## Tâches à réaliser:
**a.** Répondez à ces questions sur l'entretien avec le scénariste de bande dessinée :
(i) Dans quelle matière le scénariste est-il diplômé ?
(ii) Quels auteurs admire-t-il pour l'énergie et la spontanéité de leur trait ?
(iii) En quelle année commence-t-il sa carrière de scénariste ?
**b.** Dans l'entretien avec le scénariste de bande dessinée, relevez tous les titres d'albums nommés dans la question sur l'année 2006.
**c.** Poursuivez l'entretien avec le scénariste de bande dessinée à partir de sa dernière question.

## Extrait du document:

Je suis scénariste de bande dessinée, marié, deux enfants, un chat. Mon poisson rouge est mort l'année dernière.

Comment es-tu venu au scénario en bande dessinée, toi le diplômé de philo ?
Les aléas de la vie et un irrépressible besoin, qui me titille depuis toujours, de raconter des histoires. Cette envie est sans doute le pendant de mon peu de loquacité dans la vie de tous les jours.

Quels sont les auteurs que tu admires ?
Alan Moore pour tout ce qu'il ose.
Loisel, Blain, Franquin pour l'énergie, la spontanéité et l'impression trompeuse de simplicité et d'évidence qui se dégagent de leur trait.

Accéder à la fiche de Le Loup, l'agneau et les chiens de guerre Tu commences ta carrière de scénariste en 2004, avec le tome 1 du Loup, l'agneau et les chiens de guerre. Tolkien et Alexandre Dumas ont visiblement pesé sur ton écriture…
Eux et d'autres. Je crois que tout ce qu'on lit nourrit notre imaginaire et influence, d'une manière ou d'une autre, consciemment ou non, notre écriture. Il est illusoire de penser qu'on peut créer ex-nihilo, tout comme il est illusoire de croire que ce qu'on écrit n'a jamais été envisagé, sous une forme ou sous une autre, par quelqu'un d'autre. Toutes les littératures sont traversées par cinq ou six grands mythes fondateurs. Le reste n'est que réécriture, réappropriation.

En 2006, c’est l’explosion : tu sors Un autre monde, Mister Plumb, L'étrange affaire des corps sans vie, Au-delà des nuages, "Abaddon Dub" et tu reprends A.D.A. Cet afflux d’albums était-il prémédité, ou est-il dû aux aléas des publications ?

## Données fournies:
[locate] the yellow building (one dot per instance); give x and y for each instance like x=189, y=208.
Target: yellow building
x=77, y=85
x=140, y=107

## Exercices corrigés:
**a.**
(i) En philosophie.
(ii) Loisel, Blain et Franquin.
(iii) En 2004.

**b.**
Un autre monde
Mister Plumb
L'étrange affaire des corps sans vie
Au-delà des nuages
Abaddon Dub
A.D.A.

**c.**
Aucune préméditation de ma part. Il est dû à la conjonction de phénomènes simples. Le premier est qu'ayant signé un premier contrat chez Paquet, j'ai pu avoir un contact direct avec l'éditeur, ce qui a facilité la procédure de présentation de mes projets. Plus besoin d'attendre deux ou trois mois avant d'avoir une réponse.

Le fait d'avoir fait un premier album, vous donne aussi un certain crédit auprès de l'éditeur qui peut mieux évaluer ce que vous valez en tant que scénariste. Quand le premier tome du Loup, l'Agneau et les chiens de guerre a été bouclé, Pierre Paquet m'a demandé d'écrire d'autres scénarios pour des dessinateurs. De mon côté je lui ai présenté deux ou trois histoires qui traînaient dans mes cartons.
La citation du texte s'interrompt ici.